- [SECCIÓN DEL DOCUMENTO]:
▼▼▼

# Calculadora para Ancho de Pistas de PCBs



## lubeck (Sep 6, 2011)

Instructivo:

Tipo->tipo de pista  puede ser interna si la placa es de mas de dos capas o externas cuando son de una o dos caras...

Corriente->la corriente maxima que fluira por la pista en amperes.

Espesor-> el espesor de la capa de cobre, normalmente de 35, 70 o 105 micras, (1, 2 o 3 oz por pulgada cuadrada respectivamente.) en micras

Temperatura->la temperatura maxima de la pista adicional a la temperatura ambiente. normalmente 10grados sobre la temperatura ambiente...

Calcular-> calcula el ancho y la informacion de la pista..

Ancho-> el ancho calculado en mils (milesimas de pulgada) o mm (milimetros). 
en la mayoria de los soft de diseño se utilizan los mils.

Largo-> LArgo de la pista para determinar la informacion de la pista... como caida de voltaje, resistencia y potencia...


----------



## DJ DRACO (Sep 6, 2011)

copado 

buen aporte


----------



## franz leonel (Oct 18, 2011)

gracias me sirvió
excelente aporte


----------



## XeRo21lp (Oct 18, 2011)

que bien poder determinar las corrientes q te pueden soportan tus pistas gracias por el aporte


----------



## V1K70R (Oct 18, 2011)

muy bueno, gracias, por el aporte, saludos.


----------



## Daniel.more (Oct 18, 2011)

▲▲▲

- [TAREA]: Devuelve tal cual el fragmento del hilo sobre la calculadora de ancho de pistas que va de "Corriente->la corriente maxima" a "utilizan los mils.", ambos incluidos.

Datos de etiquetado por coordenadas
▼▼▼

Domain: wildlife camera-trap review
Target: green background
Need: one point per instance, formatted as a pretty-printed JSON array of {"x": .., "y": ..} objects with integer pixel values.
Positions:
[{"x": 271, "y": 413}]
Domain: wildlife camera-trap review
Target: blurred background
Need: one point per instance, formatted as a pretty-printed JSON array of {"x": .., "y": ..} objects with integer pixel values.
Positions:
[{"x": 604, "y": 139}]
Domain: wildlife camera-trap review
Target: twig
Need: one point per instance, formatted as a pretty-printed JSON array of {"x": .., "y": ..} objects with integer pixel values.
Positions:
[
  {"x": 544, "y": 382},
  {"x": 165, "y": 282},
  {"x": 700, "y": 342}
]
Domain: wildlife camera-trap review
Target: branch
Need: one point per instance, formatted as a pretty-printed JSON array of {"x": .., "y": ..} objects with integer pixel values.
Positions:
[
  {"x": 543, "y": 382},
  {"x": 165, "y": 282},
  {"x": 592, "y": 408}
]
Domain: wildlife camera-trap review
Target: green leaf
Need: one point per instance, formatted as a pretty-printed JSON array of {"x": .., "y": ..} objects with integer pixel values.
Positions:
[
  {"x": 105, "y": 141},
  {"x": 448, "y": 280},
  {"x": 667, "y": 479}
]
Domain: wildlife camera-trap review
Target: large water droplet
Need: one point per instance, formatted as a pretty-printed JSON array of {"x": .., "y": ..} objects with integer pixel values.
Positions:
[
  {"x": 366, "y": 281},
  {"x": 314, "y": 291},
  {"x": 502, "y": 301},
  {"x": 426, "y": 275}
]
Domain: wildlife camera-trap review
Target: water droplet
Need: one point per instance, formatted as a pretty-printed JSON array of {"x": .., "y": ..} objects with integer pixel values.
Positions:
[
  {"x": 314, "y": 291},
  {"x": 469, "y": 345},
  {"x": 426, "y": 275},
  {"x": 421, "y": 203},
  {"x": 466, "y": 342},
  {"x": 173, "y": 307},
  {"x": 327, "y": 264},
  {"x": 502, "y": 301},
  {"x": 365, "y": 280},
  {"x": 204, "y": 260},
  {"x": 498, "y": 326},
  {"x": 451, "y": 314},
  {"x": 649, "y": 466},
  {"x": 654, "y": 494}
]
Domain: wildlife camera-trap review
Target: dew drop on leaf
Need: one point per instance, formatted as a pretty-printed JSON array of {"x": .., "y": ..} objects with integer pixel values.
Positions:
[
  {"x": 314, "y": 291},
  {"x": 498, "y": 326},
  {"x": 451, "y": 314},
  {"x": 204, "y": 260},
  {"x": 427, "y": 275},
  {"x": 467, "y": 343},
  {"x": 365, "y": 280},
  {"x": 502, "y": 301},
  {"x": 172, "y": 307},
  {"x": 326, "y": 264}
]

▲▲▲

- [SOLUCIÓN]:
Corriente->la corriente maxima que fluira por la pista en amperes.

Espesor-> el espesor de la capa de cobre, normalmente de 35, 70 o 105 micras, (1, 2 o 3 oz por pulgada cuadrada respectivamente.) en micras

Temperatura->la temperatura maxima de la pista adicional a la temperatura ambiente. normalmente 10grados sobre la temperatura ambiente...

Calcular-> calcula el ancho y la informacion de la pista..

Ancho-> el ancho calculado en mils (milesimas de pulgada) o mm (milimetros). 
en la mayoria de los soft de diseño se utilizan los mils.